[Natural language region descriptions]
******************************
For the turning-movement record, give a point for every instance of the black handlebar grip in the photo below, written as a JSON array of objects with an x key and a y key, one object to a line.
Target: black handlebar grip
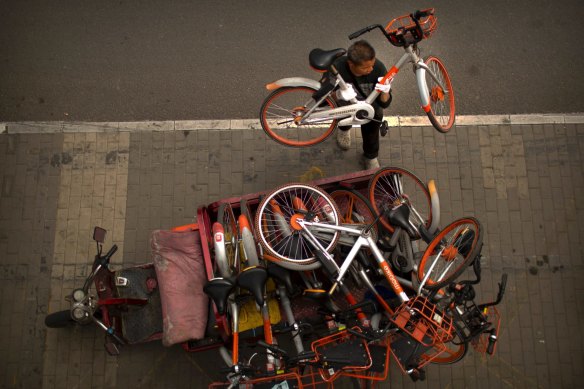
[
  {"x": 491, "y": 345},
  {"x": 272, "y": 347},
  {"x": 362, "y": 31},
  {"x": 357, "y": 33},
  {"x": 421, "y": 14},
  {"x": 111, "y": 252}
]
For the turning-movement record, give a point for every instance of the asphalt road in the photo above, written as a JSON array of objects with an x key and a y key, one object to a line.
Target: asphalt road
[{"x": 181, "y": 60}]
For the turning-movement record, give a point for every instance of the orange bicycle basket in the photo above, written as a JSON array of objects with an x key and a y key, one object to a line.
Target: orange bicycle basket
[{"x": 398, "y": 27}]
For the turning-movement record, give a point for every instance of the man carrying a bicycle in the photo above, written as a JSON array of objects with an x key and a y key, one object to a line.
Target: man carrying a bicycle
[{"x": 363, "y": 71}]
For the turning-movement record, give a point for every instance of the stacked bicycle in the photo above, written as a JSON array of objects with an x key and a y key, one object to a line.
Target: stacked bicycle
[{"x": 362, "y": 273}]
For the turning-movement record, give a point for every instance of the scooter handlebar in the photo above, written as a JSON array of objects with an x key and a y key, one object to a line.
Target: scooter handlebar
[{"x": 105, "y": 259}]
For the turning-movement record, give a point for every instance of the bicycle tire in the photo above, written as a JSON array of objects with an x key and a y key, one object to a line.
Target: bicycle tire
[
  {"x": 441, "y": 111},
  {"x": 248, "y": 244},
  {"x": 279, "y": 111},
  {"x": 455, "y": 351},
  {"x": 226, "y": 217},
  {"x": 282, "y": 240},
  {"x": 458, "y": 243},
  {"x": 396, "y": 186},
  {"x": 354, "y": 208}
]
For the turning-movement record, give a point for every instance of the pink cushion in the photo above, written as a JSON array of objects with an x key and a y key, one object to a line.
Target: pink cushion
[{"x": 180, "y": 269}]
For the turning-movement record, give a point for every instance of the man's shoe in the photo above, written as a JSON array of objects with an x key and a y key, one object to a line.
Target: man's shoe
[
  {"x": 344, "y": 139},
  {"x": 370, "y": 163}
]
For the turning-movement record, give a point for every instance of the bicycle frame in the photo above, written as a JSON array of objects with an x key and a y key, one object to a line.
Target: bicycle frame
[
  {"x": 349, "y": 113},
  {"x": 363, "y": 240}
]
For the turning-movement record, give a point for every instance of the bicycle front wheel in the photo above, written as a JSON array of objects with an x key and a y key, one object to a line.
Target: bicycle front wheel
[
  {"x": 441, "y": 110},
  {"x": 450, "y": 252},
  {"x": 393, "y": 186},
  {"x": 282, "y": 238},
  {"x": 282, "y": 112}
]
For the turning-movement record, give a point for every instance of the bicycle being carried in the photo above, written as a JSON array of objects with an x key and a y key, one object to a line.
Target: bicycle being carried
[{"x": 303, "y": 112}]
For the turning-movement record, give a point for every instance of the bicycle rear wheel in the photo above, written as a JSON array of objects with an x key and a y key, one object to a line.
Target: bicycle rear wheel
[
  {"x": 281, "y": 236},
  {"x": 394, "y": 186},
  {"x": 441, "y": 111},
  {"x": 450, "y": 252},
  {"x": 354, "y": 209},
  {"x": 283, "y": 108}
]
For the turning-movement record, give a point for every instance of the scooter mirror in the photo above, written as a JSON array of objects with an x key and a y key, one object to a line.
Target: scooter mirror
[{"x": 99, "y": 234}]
******************************
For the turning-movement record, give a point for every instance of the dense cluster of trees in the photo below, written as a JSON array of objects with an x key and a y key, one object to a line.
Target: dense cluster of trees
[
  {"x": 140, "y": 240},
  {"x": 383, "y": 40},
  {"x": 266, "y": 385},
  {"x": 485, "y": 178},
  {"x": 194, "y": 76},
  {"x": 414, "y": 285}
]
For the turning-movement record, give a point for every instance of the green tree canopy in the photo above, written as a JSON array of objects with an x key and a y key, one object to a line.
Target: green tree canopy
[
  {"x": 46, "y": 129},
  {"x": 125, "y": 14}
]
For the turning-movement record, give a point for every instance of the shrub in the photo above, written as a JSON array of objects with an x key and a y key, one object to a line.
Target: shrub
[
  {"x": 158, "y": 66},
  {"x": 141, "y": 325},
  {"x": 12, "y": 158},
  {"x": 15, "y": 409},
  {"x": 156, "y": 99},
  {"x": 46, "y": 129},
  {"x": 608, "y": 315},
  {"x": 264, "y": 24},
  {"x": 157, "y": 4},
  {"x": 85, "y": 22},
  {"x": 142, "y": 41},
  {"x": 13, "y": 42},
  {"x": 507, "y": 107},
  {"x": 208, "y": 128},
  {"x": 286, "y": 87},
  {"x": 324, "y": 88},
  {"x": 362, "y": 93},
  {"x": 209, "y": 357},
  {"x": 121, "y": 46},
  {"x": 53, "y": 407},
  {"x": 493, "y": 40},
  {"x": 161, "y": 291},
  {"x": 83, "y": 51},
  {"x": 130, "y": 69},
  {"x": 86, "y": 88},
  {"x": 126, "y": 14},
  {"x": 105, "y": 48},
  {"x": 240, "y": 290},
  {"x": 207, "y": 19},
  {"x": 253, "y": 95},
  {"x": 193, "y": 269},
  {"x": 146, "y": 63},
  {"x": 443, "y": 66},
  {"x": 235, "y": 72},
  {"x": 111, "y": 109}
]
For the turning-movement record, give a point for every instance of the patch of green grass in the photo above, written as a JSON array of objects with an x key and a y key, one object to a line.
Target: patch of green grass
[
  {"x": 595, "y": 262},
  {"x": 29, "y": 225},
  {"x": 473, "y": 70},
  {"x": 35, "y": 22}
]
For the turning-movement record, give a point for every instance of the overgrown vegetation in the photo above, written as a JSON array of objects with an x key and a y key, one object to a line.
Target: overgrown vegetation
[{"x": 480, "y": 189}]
******************************
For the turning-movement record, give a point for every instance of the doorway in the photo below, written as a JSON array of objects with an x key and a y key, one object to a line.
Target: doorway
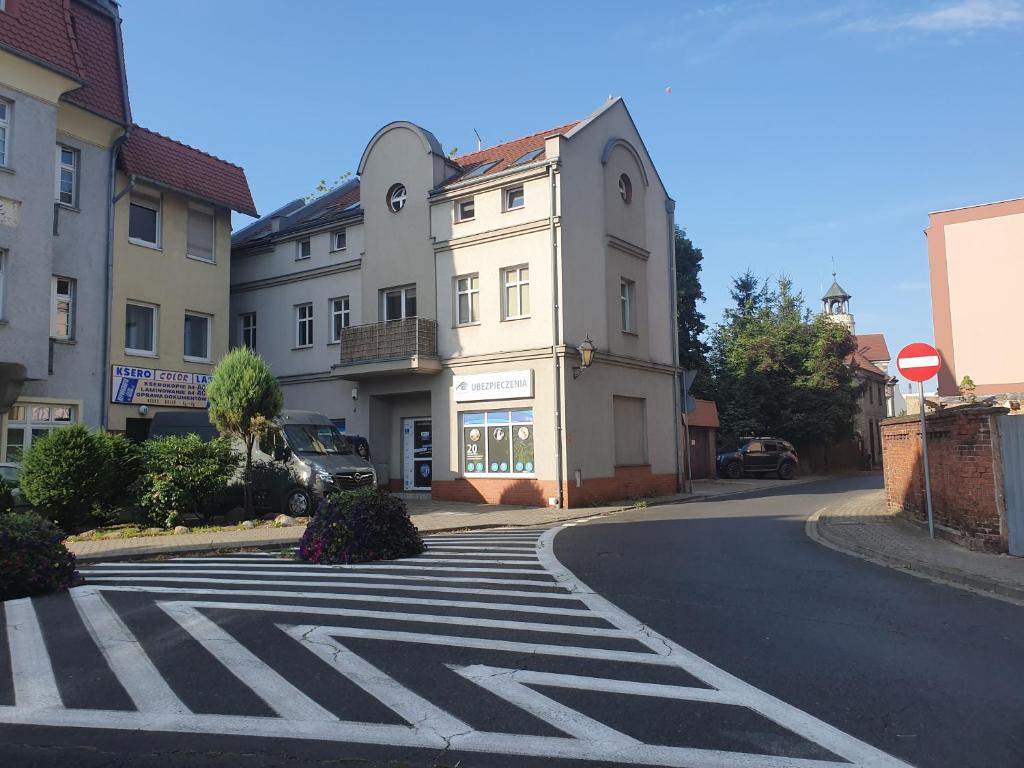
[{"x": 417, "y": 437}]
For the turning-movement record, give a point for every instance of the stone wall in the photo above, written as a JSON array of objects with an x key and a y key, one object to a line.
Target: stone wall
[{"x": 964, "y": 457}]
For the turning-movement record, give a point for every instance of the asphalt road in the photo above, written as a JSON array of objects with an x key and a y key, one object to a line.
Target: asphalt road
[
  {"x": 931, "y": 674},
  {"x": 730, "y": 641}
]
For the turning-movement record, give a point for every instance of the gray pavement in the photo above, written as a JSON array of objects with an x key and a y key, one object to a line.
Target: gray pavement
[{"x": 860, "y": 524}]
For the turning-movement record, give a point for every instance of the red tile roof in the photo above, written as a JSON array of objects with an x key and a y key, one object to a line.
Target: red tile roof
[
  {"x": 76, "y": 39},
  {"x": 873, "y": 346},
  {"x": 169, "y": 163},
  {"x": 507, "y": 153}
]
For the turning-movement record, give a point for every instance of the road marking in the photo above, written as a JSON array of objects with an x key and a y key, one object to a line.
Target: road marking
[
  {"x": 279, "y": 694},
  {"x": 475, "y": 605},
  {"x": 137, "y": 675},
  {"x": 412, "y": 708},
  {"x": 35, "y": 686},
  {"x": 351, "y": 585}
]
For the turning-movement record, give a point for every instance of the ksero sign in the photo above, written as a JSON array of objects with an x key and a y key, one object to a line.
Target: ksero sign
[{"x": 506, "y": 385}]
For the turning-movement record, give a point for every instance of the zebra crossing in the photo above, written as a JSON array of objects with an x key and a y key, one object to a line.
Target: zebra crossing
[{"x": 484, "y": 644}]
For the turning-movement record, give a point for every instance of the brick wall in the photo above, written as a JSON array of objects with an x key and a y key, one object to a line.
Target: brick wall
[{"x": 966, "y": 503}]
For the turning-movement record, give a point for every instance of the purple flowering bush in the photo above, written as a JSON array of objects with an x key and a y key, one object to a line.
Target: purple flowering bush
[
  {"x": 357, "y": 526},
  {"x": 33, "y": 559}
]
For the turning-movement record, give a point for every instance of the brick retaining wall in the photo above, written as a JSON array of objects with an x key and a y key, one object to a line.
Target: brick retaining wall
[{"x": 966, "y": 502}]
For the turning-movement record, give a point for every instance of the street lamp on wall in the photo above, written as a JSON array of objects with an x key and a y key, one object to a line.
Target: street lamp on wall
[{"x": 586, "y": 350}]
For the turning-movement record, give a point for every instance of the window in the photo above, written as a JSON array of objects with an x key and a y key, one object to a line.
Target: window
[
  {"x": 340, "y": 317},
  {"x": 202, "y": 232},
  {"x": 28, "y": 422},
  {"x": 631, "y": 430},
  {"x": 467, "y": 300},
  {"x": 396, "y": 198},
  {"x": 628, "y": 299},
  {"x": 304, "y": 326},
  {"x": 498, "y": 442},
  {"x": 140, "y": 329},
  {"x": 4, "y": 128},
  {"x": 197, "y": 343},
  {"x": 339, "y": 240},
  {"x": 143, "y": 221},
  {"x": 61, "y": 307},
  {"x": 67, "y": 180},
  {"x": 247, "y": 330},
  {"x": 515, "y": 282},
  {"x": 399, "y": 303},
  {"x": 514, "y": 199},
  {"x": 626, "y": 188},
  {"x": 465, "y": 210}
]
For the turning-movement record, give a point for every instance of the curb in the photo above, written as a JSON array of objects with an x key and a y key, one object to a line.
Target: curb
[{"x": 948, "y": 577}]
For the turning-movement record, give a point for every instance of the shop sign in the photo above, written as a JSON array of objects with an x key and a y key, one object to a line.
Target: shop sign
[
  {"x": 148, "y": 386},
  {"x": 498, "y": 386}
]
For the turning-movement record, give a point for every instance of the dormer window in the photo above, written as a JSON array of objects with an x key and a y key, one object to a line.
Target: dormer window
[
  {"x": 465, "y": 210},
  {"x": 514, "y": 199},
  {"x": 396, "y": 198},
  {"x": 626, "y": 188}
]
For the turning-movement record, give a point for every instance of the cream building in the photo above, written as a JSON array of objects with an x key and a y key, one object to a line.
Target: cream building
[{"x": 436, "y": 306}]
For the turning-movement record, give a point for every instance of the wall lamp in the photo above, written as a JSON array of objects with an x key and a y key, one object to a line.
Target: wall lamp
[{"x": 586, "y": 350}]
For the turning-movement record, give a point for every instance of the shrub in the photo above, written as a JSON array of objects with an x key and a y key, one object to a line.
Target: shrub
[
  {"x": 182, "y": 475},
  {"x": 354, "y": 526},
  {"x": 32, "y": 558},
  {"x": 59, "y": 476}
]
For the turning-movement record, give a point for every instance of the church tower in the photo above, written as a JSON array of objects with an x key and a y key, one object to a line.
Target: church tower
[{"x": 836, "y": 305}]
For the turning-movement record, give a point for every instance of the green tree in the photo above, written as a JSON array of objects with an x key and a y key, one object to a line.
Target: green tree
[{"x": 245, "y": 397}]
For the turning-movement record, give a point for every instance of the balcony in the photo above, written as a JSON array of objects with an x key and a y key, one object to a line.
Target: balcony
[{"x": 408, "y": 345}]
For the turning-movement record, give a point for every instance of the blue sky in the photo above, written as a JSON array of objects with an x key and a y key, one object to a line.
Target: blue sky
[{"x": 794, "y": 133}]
******************************
(THE TASK) Show a copy of each line from the records above in which the string "below" occurs.

(ANSWER SECTION)
For the turning-movement record, give a point for every instance of the black handlebar grip in the photo below, written as a JSON array of objects with an x key and a y key, one object to a line.
For the turning-movement record, give a point for every instance of the dense cluster of trees in the photo below, written as a JSON array of objects with an x key and a y key, one object to a line.
For the turning-movement record, give a point for every instance of the doorway in the photo below, written as a JSON array of objects with an x key and a y key, one object to a line.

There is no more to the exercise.